Le comité Égypte en lien étroit avec les acteurs de la « société civile révolutionnaire » en Égypte vous informe au jour le jour du processus en cours…

Répression : la grande bataille de Tahrir

L’armée égyptienne a perdu son sang froid et a commis une nouvelle bavure à l’aube du 9 avril en tirant sur des manifestants pacifistes qui occupaient la place Tahrir, tuant 7 personnes, dont une fillette de 7 ans, et en blessant 71 autres.

Neuf organisations égyptiennes des droits de l’Homme* viennent de publier un compte rendu des faits où ils dénoncent la violence sans précédent des forces armées contre les occupants de la place Tahrir et s’indignent du démenti par le porte parole de l’armée d’avoir tiré à balles réelles. Les faits rapportés par des témoins présents sur la place au moment de ces événements sanglants sont les suivants :

•A la fin de la grande manifestation « d’épuration et du jugement » du vendredi 8 Avril qui a réuni des centaines de milliers de personnes sur la place Tahrir, près de deux mille d’entre elles ont décidé d’occuper la place jusqu’à la satisfaction des revendications formulées au cours de cette journée (voir bulletin N°4).

•A minuit, une première tentative d’évacuation de la place a été menée par un général des forces spéciales de l’armée accompagné de trois officiers. Ils ont été chassés à coups de pieds.

•Le samedi 9 avril, vers 1h du matin, des camions de police, suivis par des voitures blindées des forces spéciales de l’armée, accompagnés de parachutistes, ont pénétré sur la place. Ils ont attaqué les manifestants qui occupaient le terre-plein central en les bastonnant et en tirant à balles réelles en l’air pour les disperser, les contraindre à leur livrer les officiers qui avaient trouvé refuge parmi eux et évacuer la place. Suite à des accrochages violents, la plupart des occupants se sont sauvés vers le pont Kasr El Nil et la place Talaat Harb, à cinq cents mètres de la place Tahrir. Ils ont été poursuivis par les assaillants qui ont tiré à balles réelles provoquant la mort de la plupart des victimes.

——

(Consigne): Rédigez la suite du bulletin ci-dessus sur la répression de la place Tahrir, à partir de sa dernière phrase.

(Données affichées):
——

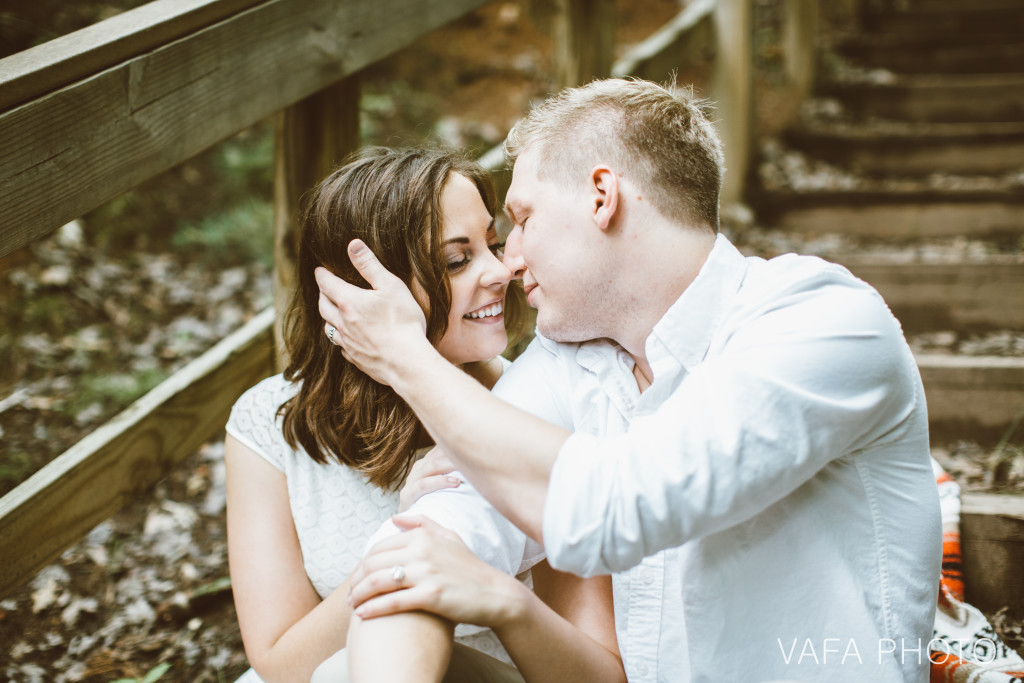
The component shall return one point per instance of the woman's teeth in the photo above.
(487, 311)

——

(Réponse attendue):
•Vers 5 heures du matin, heure de la levée du couvre feu, des manifestants sont revenus sur la place Tahrir pour s’enquérir de l’état de leurs camarades restés sur place. Ils ont observé, rapporte le communiqué, le retrait des camions de la police et des forces spéciales, et l’arrivée de camions de l’armée qui transportaient des barbelés et des barres de fer destinés à construire une clôture autour du terre-plein au milieu de la place pour empêcher les manifestants d’y accéder. Les manifestants ont arraché les barres de fer, attaqué les militaires les obligeant à se replier avant de mettre le feu à deux camions de l’armée abandonnés.

•A six heures du matin, les forces de police retournent sur la place et lancent des bombes lacrymogènes provoquant de nombreux cas d’asphyxie, avant de se retirer suite à l’explosion des moteurs des deux camions incendiés.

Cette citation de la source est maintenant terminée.